WHAT TO DO: Return, word for word, the passage of the Alzheimer's drug market article below from "The reason for" to "million in 2050.".

TEXT SECTION:
%%
Alzheimer's drug market starts to shrivel as caseload explodes

Global market for Alzheimer's disease, 2011-2017 ($ in millions)--Courtesy of BCC Research

Anyone trying to understand why biopharma companies regularly burn through hundreds of millions of dollars of their R&D cash on shaky Alzheimer's therapies should check out a new report from BCC looking at the state of the market for dementia drugs. According to analysts, the Alzheimer's drug market peaked last year at $10.2 billion and will now slide 1.5% per year until 2017, when the cash returns will slide to about $9.5 billion.

The reason for the coming slide, they say, revolves around the fact that drug developers have been able to come up with nothing effective to treat Alzheimer's since Aricept was approved 15 years ago. But now that generic alternatives are on the way for Aricept, Exelon and Namenda, the cash flow will start to dwindle significantly.

Of course, any company that manages to get an effective drug through to an approval would be positioned to clean up. Every second a U.S. citizen develops the memory-wasting disease, which now afflicts 5.4 million Americans. And with the world's population aging rapidly, the neurological disease is expected to boom in the elderly, with the patient population swelling from 21 million in 2010 to 53 million in 2050.

Look for the diagnostics and biomarker fields to benefit first as researchers find better ways to diagnose the ailment. And from there drug developers stand to benefit by turning new knowledge about the role of proteins and enzymes into new therapies.

"The market is just waiting for the next big innovation in Alzheimer's disease treatment and prevention," notes BCC. But based on a string of late-stage failures over the past year--for solanezumab, bapineuzumab and Gammagard--there's no telling just how long that wait will last.
%%
DATA EXTRACTS:
%%
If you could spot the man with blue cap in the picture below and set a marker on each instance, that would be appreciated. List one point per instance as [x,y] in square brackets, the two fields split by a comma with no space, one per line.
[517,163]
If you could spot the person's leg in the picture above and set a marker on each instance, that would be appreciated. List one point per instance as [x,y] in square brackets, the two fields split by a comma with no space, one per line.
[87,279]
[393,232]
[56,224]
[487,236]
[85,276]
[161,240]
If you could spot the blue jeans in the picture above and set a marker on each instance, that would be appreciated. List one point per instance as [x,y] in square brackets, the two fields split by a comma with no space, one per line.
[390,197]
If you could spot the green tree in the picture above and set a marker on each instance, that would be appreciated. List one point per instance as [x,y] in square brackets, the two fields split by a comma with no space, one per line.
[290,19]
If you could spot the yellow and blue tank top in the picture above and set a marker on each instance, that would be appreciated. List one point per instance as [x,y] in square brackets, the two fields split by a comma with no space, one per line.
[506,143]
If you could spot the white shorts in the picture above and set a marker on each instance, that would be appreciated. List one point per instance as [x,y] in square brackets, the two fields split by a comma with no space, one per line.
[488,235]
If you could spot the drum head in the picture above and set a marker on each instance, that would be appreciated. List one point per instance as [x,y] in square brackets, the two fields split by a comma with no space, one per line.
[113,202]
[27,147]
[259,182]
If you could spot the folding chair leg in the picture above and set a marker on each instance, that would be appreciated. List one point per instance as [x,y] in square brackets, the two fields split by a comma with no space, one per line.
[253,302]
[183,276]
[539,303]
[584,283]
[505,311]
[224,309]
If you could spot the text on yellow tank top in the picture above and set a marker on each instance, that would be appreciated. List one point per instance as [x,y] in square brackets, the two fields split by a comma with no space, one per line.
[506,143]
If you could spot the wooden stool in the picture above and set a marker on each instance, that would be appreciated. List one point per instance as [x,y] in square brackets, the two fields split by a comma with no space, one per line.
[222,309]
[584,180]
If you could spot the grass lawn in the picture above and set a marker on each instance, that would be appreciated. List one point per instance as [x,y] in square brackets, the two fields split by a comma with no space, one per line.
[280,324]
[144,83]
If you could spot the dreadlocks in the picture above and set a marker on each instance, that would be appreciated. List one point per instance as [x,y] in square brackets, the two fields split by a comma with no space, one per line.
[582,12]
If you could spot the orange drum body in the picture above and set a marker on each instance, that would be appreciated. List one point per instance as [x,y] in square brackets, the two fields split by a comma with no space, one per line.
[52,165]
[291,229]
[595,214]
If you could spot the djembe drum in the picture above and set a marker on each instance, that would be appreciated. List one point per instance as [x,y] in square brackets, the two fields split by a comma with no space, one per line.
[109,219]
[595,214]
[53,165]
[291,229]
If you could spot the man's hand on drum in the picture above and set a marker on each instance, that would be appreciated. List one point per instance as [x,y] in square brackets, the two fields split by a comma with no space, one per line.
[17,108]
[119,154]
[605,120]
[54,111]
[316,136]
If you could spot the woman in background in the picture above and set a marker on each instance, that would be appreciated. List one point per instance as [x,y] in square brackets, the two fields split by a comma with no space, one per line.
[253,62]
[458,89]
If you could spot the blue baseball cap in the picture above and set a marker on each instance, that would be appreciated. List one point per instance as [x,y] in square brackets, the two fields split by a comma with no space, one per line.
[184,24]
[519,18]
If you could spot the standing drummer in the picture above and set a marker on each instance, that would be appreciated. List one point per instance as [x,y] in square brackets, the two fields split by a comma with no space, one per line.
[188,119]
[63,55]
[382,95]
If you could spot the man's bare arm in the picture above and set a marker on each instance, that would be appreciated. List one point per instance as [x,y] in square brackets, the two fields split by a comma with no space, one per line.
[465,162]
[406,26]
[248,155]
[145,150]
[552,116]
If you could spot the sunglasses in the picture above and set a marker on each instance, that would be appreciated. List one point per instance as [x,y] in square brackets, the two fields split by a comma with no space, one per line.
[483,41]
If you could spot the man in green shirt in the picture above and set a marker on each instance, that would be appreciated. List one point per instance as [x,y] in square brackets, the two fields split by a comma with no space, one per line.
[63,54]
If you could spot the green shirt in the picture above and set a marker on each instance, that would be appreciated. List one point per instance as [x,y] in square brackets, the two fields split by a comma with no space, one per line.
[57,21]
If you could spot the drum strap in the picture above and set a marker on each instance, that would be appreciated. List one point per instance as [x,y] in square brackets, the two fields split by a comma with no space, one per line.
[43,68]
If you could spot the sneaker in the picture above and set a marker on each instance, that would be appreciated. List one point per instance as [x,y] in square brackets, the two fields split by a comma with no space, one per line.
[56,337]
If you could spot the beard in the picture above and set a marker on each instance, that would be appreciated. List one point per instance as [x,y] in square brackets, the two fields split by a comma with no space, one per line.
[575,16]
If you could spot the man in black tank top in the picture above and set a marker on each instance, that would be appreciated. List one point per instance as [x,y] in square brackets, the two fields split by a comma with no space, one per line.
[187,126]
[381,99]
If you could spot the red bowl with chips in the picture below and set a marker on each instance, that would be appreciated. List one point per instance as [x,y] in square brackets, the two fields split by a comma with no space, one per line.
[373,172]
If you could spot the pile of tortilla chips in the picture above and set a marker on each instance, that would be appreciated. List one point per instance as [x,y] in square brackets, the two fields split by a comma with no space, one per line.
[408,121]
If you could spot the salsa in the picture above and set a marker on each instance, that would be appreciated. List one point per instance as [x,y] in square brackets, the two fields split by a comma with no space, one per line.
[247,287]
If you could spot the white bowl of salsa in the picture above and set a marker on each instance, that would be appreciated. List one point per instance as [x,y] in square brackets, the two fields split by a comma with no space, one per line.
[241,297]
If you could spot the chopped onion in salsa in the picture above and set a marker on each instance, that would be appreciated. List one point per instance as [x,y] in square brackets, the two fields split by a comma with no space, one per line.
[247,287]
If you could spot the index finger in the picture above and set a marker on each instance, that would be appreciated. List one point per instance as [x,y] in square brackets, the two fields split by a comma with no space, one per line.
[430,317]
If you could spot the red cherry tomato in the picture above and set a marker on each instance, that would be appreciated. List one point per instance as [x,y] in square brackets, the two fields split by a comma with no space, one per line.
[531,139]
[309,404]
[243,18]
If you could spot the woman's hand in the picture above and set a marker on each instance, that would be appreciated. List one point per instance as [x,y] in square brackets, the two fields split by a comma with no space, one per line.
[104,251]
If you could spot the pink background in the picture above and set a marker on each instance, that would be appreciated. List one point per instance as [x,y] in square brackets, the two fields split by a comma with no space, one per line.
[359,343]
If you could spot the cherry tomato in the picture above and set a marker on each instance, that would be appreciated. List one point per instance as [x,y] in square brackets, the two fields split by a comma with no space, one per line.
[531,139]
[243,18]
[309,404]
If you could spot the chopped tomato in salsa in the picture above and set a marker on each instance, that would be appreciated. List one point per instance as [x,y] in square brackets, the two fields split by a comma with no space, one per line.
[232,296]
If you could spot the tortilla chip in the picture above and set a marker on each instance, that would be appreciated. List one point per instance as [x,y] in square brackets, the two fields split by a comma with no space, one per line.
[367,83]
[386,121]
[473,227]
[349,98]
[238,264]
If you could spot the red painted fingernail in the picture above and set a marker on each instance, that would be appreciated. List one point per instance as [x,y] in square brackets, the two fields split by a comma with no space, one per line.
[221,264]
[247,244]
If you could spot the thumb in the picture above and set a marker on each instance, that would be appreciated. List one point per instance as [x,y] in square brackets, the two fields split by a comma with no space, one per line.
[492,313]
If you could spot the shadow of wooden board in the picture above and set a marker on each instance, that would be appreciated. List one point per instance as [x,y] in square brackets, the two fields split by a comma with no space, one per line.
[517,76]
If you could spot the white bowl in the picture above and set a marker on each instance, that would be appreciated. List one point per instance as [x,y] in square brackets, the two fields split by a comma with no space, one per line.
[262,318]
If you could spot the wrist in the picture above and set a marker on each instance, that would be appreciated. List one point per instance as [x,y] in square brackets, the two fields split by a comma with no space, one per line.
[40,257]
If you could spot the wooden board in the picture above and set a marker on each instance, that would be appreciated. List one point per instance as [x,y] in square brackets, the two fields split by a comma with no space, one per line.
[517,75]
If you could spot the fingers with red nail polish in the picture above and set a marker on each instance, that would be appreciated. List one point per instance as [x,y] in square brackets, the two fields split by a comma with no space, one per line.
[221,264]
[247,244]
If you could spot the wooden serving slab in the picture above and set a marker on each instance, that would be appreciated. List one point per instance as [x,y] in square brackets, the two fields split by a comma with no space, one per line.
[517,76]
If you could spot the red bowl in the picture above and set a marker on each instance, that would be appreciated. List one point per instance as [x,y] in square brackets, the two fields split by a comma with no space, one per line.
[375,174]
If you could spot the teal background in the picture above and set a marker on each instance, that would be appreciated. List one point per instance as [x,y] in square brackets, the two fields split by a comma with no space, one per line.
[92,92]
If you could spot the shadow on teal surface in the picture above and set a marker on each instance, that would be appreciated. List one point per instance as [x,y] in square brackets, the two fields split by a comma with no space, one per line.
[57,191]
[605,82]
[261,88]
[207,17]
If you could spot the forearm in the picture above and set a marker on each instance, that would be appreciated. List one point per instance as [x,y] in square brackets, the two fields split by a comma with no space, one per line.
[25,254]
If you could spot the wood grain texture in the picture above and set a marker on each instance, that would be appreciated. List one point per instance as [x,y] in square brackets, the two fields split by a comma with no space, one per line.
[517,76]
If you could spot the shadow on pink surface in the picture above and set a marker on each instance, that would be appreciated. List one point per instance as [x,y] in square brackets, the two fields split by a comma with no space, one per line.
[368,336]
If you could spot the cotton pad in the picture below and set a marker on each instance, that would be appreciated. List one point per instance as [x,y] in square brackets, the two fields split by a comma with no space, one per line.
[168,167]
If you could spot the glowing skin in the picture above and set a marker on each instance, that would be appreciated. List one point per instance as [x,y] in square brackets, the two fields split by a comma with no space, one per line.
%%
TASK RESPONSE:
The reason for the coming slide, they say, revolves around the fact that drug developers have been able to come up with nothing effective to treat Alzheimer's since Aricept was approved 15 years ago. But now that generic alternatives are on the way for Aricept, Exelon and Namenda, the cash flow will start to dwindle significantly.

Of course, any company that manages to get an effective drug through to an approval would be positioned to clean up. Every second a U.S. citizen develops the memory-wasting disease, which now afflicts 5.4 million Americans. And with the world's population aging rapidly, the neurological disease is expected to boom in the elderly, with the patient population swelling from 21 million in 2010 to 53 million in 2050.